◆ Saved entries ◆
--
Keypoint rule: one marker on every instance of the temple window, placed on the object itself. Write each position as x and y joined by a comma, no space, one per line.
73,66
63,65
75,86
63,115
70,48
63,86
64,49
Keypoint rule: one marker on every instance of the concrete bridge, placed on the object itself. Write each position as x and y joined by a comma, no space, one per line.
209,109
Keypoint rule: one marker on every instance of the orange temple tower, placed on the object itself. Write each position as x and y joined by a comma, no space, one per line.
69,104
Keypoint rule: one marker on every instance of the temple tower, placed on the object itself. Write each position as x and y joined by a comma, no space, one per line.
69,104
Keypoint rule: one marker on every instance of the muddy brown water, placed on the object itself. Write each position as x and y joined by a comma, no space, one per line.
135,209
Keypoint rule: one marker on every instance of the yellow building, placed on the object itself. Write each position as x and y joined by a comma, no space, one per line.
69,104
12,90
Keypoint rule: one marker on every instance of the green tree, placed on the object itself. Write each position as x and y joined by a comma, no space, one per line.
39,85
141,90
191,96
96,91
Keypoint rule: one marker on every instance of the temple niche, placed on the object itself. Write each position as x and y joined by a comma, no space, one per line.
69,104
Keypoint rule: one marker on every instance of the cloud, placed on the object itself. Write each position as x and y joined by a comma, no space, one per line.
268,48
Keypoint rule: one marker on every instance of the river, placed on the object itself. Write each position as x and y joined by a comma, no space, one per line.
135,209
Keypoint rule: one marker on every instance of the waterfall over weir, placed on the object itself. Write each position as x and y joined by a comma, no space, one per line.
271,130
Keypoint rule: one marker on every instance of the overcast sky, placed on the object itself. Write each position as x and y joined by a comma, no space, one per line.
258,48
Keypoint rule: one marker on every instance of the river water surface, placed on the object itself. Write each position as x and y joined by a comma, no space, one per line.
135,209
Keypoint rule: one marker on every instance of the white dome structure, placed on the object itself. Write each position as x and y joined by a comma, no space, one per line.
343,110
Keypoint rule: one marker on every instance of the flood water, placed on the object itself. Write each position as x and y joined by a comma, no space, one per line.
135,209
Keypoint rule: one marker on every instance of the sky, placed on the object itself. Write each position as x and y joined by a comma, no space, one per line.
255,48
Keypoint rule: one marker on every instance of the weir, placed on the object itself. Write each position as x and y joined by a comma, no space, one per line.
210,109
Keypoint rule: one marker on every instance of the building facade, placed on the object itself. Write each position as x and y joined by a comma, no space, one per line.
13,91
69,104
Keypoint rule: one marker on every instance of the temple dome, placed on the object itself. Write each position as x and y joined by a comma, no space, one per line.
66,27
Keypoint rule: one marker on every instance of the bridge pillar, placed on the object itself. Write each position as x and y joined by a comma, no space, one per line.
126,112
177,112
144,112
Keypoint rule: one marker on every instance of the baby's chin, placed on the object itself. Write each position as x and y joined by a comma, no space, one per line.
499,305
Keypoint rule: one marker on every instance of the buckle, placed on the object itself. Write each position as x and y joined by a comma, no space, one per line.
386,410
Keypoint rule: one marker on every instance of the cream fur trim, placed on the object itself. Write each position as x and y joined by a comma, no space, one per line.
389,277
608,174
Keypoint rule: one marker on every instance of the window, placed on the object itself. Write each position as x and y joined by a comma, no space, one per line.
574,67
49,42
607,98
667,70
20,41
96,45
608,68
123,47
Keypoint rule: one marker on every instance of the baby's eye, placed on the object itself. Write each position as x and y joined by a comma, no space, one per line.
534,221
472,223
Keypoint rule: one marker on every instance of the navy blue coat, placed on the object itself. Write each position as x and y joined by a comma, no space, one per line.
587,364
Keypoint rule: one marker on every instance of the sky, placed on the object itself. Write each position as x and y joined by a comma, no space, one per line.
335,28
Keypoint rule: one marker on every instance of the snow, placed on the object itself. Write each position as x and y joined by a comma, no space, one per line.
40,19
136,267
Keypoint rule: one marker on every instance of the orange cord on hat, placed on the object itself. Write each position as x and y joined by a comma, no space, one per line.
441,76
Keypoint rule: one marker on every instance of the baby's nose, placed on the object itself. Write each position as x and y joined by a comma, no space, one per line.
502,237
--
◆ Directions ◆
All of the lines above need to be given again exactly.

◆ Reply to the exercise ◆
Keypoint rule: one marker on every instance of the temple window, placed on the object itself. Write each position as x and y joined by a comma, no space, one per line.
73,66
63,65
75,86
63,115
70,48
63,86
64,49
Keypoint rule: one marker on every instance of the concrete bridge, placed on the object itself. Write each position as x and y joined by a comma, no space, one per line.
209,109
Keypoint rule: one marker on every instance of the orange temple tower, placed on the object itself. Write each position as x and y joined by a comma, no space, one per line.
69,104
Keypoint rule: one marker on every instance of the temple tower, placed on the object itself. Write each position as x and y joined by a comma, no space, one per line.
69,104
Keypoint rule: one marker on every instance of the muddy brown water, placed on the object itself. Write each position as x and y joined by a comma, no space, one per line.
135,209
Keypoint rule: one marker on every instance of the yellow building, placed on the object itself. Write each position as x and y joined by a comma, no space, one per line.
69,104
12,90
Keypoint rule: one marker on every instance of the green tree, placed on the object itself. Write each position as x and y joined by a comma, no space, one per line.
39,85
141,90
191,96
96,91
Keypoint rule: one marker on every instance of the temple niche, placed on the object itself. Write each position as x and y joined by a comma, no space, one per line.
69,104
Keypoint rule: one marker on every instance of the cloud, placed on the object itself. Write each position as x and y joined by a comma, no space, one per line.
268,48
Keypoint rule: one marker on every instance of the river, placed on the object itself. Write each position as x and y joined by a comma, no space, one per line.
135,209
Keypoint rule: one marker on every instance of the waterfall over weir, placed on the object itself. Write each position as x and y joined by a comma, no space, one per line.
271,130
Keypoint rule: one marker on every instance of the overcast sky, placed on the object itself. Write each position as x and y joined by a comma, no space, one per line.
258,48
Keypoint rule: one marker on every instance of the river water surface, placed on the object itself. Write each position as x and y joined by a comma, no space, one per line.
135,209
Keypoint rule: one marker on every instance of the white dome structure, placed on the object itself. Write each position as x and y joined by a comma, no space, one per line.
343,110
Keypoint rule: one marker on every instance of the flood water, placed on the object itself. Write each position as x and y joined by a comma, no space, one per line.
135,209
Keypoint rule: one marker on every instance of the sky, placed on the object itself. Write each position as x and y joined by a comma, no space, one per line.
255,48
Keypoint rule: one marker on every instance of the weir, placed on the object itself. Write each position as x and y joined by a comma, no space, one per line.
210,109
Keypoint rule: one marker on every instance of the building facade, placed on the object itself. Write each position as x and y joined by a comma, no space, one per line.
13,91
69,104
Keypoint rule: one marker on every instance of the temple dome, placed on the object itself. Write each position as x and y joined by a comma, no space, one per line.
66,27
Keypoint rule: one marker on every instance of the bridge pillar, placed on the object itself. Write each position as x and y joined by a comma, no space, one per line.
126,112
177,112
144,112
Keypoint rule: one marker on every instance of the baby's chin, placed on the object itself. Write each position as x and y joined by a comma, no space, one per line.
499,305
Keypoint rule: one marker on every instance of the buckle, placed on the object itself. Write each position as x and y joined by a comma, no space, one per line.
386,410
Keypoint rule: one marker on every instance of the cream fur trim, placed on the object itself. Write each position as x and y joined by a comma, no space, one per line.
389,277
608,174
Keypoint rule: one marker on every instance of the window, placed on the object itself. Write each position as x and y joined by a comma, no space, one per line.
574,67
49,42
607,98
667,70
20,41
96,45
608,68
123,47
Keypoint rule: one marker on every instance of the baby's eye, placed on the object itself. Write each position as x and y joined by a comma, no space, one per line.
534,221
472,223
Keypoint rule: one marker on every instance of the navy blue coat, placed on the object itself. Write each position as x and y joined by a comma, no space, one per line.
587,364
Keypoint rule: one marker on every instance of the sky, placed on the object itself. Write each position as x and y joined by a comma, no space, one per line.
335,28
Keypoint rule: one marker on every instance of the snow, placed on the object itself. Write each position as x and y joined by a comma, no space, one per line.
40,19
136,267
Keypoint rule: one marker on every instance of the orange cord on hat, placed on the object itself. Write each position as x and y joined by a comma, no space, one per line.
441,76
Keypoint rule: one marker on every instance of the baby's nose, placed on the object itself. Write each position as x and y joined by a comma, no space, one per line.
502,237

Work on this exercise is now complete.